Exactly and in full, give the records again.

** Opening Task inputs block **

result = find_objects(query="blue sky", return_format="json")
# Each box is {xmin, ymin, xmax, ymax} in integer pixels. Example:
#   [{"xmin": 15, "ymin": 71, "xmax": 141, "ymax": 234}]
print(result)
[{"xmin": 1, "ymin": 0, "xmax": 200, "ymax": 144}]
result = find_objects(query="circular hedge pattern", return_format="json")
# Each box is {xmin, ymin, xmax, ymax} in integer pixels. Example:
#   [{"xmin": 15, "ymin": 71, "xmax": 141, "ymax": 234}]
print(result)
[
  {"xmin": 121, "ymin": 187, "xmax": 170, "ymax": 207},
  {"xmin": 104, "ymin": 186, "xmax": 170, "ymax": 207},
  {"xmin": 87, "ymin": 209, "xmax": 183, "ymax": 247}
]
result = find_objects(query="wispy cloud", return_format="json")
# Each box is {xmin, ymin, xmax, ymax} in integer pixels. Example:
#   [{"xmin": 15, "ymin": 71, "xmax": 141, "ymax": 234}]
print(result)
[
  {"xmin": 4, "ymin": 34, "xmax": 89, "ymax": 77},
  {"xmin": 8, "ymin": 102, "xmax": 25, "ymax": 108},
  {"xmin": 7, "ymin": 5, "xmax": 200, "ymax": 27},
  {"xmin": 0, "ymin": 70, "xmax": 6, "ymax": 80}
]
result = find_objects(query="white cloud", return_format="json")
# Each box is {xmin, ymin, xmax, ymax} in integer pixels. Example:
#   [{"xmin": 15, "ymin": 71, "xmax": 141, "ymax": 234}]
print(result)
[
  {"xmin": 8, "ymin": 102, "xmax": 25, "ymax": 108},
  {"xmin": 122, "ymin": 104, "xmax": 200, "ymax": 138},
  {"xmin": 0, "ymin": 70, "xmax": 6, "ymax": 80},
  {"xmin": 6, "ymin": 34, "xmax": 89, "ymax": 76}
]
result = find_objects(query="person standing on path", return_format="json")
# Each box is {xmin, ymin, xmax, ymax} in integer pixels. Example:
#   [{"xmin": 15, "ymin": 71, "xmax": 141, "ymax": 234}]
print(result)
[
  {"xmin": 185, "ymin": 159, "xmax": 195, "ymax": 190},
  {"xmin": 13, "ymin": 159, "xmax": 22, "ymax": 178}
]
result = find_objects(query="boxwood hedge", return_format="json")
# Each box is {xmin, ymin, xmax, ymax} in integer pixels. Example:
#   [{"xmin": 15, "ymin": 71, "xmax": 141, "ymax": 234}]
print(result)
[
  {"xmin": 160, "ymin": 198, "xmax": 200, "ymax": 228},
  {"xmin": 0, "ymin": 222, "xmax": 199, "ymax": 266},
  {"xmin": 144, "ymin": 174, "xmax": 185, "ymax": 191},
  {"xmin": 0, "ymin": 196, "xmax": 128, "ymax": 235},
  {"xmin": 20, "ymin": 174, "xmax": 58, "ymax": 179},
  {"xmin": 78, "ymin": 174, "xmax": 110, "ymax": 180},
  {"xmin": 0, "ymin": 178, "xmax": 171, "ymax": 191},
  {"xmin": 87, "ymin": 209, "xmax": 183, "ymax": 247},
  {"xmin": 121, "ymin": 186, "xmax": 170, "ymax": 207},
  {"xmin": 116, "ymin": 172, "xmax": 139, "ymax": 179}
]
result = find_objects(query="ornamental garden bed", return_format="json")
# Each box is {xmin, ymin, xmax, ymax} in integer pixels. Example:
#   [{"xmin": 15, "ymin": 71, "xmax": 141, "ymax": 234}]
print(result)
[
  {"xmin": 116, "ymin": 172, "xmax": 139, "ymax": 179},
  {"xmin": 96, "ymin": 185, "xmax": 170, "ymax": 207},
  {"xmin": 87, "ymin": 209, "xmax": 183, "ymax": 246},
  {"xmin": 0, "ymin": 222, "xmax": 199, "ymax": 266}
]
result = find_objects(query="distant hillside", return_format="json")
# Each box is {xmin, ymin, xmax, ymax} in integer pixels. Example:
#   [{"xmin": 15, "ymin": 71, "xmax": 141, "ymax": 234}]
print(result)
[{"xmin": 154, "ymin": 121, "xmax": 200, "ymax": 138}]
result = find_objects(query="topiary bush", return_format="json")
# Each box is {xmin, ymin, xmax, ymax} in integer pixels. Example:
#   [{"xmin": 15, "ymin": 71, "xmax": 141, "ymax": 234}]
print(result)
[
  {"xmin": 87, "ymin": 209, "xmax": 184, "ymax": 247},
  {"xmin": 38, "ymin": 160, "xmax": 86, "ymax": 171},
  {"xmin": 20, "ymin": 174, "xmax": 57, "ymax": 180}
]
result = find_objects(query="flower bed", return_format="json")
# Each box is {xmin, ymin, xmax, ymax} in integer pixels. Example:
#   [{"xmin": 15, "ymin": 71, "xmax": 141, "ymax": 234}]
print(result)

** Closing Task inputs block **

[Response to this task]:
result = find_objects(query="blue sky", return_format="json")
# Each box is {xmin, ymin, xmax, ymax} in integer pixels. Example:
#   [{"xmin": 15, "ymin": 71, "xmax": 141, "ymax": 234}]
print(result)
[{"xmin": 1, "ymin": 0, "xmax": 200, "ymax": 144}]
result = find_objects(query="circular hedge pattern", return_format="json")
# Each box is {xmin, ymin, xmax, ymax} in integer pixels. Example:
#   [{"xmin": 15, "ymin": 71, "xmax": 141, "ymax": 234}]
print(result)
[
  {"xmin": 121, "ymin": 187, "xmax": 170, "ymax": 207},
  {"xmin": 104, "ymin": 186, "xmax": 170, "ymax": 207},
  {"xmin": 87, "ymin": 209, "xmax": 183, "ymax": 247}
]
result = find_objects(query="wispy cloud", return_format="json")
# Each box is {xmin, ymin, xmax, ymax} in integer pixels. Example:
#   [{"xmin": 15, "ymin": 71, "xmax": 141, "ymax": 234}]
print(result)
[
  {"xmin": 4, "ymin": 34, "xmax": 89, "ymax": 77},
  {"xmin": 8, "ymin": 102, "xmax": 25, "ymax": 108},
  {"xmin": 7, "ymin": 5, "xmax": 200, "ymax": 27},
  {"xmin": 0, "ymin": 70, "xmax": 6, "ymax": 80}
]
result = find_objects(query="white cloud", return_format="json")
# Each box is {xmin, ymin, xmax, ymax} in integer pixels. Example:
#   [{"xmin": 15, "ymin": 71, "xmax": 141, "ymax": 234}]
print(result)
[
  {"xmin": 8, "ymin": 102, "xmax": 25, "ymax": 108},
  {"xmin": 122, "ymin": 104, "xmax": 200, "ymax": 138},
  {"xmin": 0, "ymin": 70, "xmax": 6, "ymax": 80},
  {"xmin": 6, "ymin": 34, "xmax": 89, "ymax": 76}
]
result = find_objects(query="person standing on path", return_format="json")
# Each box is {xmin, ymin, xmax, ymax} in integer pixels. Example:
#   [{"xmin": 15, "ymin": 71, "xmax": 141, "ymax": 234}]
print(result)
[
  {"xmin": 185, "ymin": 159, "xmax": 195, "ymax": 190},
  {"xmin": 13, "ymin": 159, "xmax": 22, "ymax": 178}
]
result = find_objects(query="boxwood hedge", return_format="json")
# Each box is {xmin, ymin, xmax, ymax} in integer pixels. Example:
#   [{"xmin": 15, "ymin": 71, "xmax": 141, "ymax": 234}]
print(result)
[
  {"xmin": 160, "ymin": 198, "xmax": 200, "ymax": 228},
  {"xmin": 0, "ymin": 222, "xmax": 199, "ymax": 266},
  {"xmin": 144, "ymin": 174, "xmax": 185, "ymax": 191},
  {"xmin": 0, "ymin": 196, "xmax": 128, "ymax": 235},
  {"xmin": 20, "ymin": 174, "xmax": 58, "ymax": 179},
  {"xmin": 78, "ymin": 174, "xmax": 110, "ymax": 180},
  {"xmin": 0, "ymin": 178, "xmax": 171, "ymax": 191},
  {"xmin": 87, "ymin": 209, "xmax": 183, "ymax": 247},
  {"xmin": 121, "ymin": 186, "xmax": 170, "ymax": 207},
  {"xmin": 116, "ymin": 172, "xmax": 139, "ymax": 179}
]
result = find_objects(query="ornamental garden bed", return_format="json")
# Each box is {xmin, ymin, xmax, ymax} in integer pixels. Example:
#   [{"xmin": 15, "ymin": 71, "xmax": 141, "ymax": 234}]
print(result)
[
  {"xmin": 116, "ymin": 172, "xmax": 139, "ymax": 179},
  {"xmin": 96, "ymin": 185, "xmax": 170, "ymax": 207},
  {"xmin": 87, "ymin": 209, "xmax": 183, "ymax": 246},
  {"xmin": 0, "ymin": 222, "xmax": 199, "ymax": 266}
]
result = find_objects(query="distant hillside", return_format="json")
# Each box is {xmin, ymin, xmax, ymax} in integer pixels. Example:
#   [{"xmin": 15, "ymin": 71, "xmax": 141, "ymax": 234}]
print(result)
[{"xmin": 154, "ymin": 121, "xmax": 200, "ymax": 138}]
result = find_objects(query="topiary bush", return_format="json")
# Each box is {xmin, ymin, xmax, ymax} in integer pixels. Example:
#   [{"xmin": 15, "ymin": 71, "xmax": 141, "ymax": 234}]
print(result)
[
  {"xmin": 87, "ymin": 209, "xmax": 184, "ymax": 247},
  {"xmin": 38, "ymin": 160, "xmax": 86, "ymax": 171},
  {"xmin": 20, "ymin": 174, "xmax": 57, "ymax": 180}
]
result = find_objects(query="flower bed", return_format="json")
# Each box is {xmin, ymin, xmax, ymax} in integer pixels. Example:
#   [{"xmin": 15, "ymin": 71, "xmax": 141, "ymax": 234}]
print(result)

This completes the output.